• [SUPPLIED TEXT]:
— Begin —

BETTY J. DOOLEY, et al., .
.
Grievants, .
.
v. . Docket No. 95-DOH-214
.
WEST VIRGINIA DEPARTMENT OF .
TRANSPORTATION, DIVISION OF .
HIGHWAYS AND DEPARTMENT OF .
ADMINISTRATION, DIVISION OF .
PERSONNEL, .
.
Respondents. .
D E C I S I O N
Betty J. Dooley, Allen Stump, Gideon L. Yarbrough, Kelley W. Thompson, W. T.
Gambill, Terry Lively, Virginia McCallister, Robin L. Moss, and Jonathan Bailey (Grievants)
have joined in a grievance initiated on May 15, 1995, challenging certain portions of the
Workplace Security Policy (Policy) issued by the West Virginia Division of Personnel
(Personnel) which became effective on May 1, 1995. As this grievance primarily involves
legal issues, rather than a factual dispute, the parties waived this matter to Level IV where
a hearing was conducted in this Board's office in Charleston, West Virginia, on August 30,
1995. This grievance became mature for decision upon receipt of post-hearing submissions
on September 19, 1995. Personnel enacted the Policy to specifically prohibit firearms and dangerous weapons
in the workplace. Grievants do not contest their employer's authority to exclude weapons
from the workplace, but argue that certain parts of the Policy violate Grievants' Fourth
Amendment right to freedom from unreasonable search and seizure or are otherwise flawed
because they do not promote the health and safety of employees and the general public, the
stated intent of the Policy.

— End —

• [RECORDED DATA]:
— Begin —

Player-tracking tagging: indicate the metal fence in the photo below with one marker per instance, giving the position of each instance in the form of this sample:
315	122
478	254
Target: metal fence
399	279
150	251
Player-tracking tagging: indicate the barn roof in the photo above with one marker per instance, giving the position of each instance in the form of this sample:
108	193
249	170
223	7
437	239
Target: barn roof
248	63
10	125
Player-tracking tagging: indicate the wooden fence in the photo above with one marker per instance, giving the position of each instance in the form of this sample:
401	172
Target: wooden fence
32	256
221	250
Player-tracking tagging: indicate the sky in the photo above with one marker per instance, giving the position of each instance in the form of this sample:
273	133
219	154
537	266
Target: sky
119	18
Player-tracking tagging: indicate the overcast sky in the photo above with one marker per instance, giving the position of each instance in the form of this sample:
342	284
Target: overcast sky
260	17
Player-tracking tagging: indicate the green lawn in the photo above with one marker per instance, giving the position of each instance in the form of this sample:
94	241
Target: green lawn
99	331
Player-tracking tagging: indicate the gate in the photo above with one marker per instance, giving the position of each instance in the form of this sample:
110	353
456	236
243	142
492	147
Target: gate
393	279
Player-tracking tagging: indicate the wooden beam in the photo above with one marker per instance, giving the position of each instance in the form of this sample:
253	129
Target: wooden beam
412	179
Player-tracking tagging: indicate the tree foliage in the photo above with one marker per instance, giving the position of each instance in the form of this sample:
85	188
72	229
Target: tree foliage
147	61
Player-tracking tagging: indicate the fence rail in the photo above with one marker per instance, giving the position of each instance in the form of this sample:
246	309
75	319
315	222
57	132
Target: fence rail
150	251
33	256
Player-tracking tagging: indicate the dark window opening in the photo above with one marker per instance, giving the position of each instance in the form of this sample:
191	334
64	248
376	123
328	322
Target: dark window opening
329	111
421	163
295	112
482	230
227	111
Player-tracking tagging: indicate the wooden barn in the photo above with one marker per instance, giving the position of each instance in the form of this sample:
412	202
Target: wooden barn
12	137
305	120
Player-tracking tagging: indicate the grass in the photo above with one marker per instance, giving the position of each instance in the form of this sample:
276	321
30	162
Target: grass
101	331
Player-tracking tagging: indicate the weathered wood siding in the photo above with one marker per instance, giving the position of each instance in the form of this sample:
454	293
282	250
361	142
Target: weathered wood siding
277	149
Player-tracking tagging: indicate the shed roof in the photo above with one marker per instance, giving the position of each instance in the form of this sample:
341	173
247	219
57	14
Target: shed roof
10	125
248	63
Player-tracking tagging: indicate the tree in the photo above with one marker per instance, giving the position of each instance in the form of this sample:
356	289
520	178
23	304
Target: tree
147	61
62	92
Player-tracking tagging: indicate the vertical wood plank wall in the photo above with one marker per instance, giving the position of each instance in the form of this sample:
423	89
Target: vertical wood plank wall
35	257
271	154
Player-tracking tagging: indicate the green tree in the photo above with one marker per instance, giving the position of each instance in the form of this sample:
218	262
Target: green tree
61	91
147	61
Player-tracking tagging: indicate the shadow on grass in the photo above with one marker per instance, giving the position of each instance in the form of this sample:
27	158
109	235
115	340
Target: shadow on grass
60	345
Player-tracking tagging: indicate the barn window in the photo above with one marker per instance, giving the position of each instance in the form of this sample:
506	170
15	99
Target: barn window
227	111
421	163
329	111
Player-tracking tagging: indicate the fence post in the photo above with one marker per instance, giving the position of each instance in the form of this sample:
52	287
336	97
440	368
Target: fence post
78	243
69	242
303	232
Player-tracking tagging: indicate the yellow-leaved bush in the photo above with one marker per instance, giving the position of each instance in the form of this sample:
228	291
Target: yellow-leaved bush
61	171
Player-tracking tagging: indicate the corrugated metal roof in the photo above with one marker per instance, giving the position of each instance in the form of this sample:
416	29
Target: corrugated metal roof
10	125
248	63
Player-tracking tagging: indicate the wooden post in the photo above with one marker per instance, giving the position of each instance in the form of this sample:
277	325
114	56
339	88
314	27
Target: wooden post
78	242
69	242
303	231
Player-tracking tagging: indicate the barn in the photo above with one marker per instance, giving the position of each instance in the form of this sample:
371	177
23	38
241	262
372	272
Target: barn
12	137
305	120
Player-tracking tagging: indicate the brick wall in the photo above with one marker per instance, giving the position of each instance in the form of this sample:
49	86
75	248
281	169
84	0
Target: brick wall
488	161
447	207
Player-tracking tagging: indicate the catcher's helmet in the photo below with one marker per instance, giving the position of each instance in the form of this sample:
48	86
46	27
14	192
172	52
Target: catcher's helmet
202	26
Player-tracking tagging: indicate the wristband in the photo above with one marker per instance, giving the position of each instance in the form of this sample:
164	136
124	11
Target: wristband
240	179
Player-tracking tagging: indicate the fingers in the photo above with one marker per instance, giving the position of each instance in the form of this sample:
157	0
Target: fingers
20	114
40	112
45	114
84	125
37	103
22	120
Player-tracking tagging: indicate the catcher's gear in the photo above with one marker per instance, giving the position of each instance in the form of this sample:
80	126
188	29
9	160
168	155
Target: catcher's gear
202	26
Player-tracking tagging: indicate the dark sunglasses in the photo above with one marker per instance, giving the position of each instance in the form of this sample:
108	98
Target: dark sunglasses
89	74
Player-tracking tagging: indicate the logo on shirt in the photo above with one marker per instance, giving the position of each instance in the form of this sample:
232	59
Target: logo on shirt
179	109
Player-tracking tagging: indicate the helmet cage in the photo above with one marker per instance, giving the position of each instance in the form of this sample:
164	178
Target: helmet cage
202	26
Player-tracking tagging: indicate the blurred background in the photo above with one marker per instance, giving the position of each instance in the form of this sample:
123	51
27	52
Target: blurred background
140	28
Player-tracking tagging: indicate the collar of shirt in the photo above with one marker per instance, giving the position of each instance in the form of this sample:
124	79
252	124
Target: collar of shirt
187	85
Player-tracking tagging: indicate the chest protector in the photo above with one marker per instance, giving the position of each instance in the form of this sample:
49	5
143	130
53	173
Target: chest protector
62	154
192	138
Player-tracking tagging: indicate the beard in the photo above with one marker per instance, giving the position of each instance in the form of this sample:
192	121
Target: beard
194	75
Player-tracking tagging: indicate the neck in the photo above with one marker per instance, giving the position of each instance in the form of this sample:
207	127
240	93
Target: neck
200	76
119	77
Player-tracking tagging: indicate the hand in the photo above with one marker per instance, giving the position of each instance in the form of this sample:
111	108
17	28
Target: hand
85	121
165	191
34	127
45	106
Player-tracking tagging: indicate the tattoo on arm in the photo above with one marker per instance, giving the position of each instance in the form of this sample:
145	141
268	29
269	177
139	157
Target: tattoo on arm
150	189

— End —

• [TASK]:
List every calendar date in the grievance decision, in the order they appear.

• [PROBLEM SOLUTION]:
May 15, 1995
May 1, 1995
August 30, 1995
September 19, 1995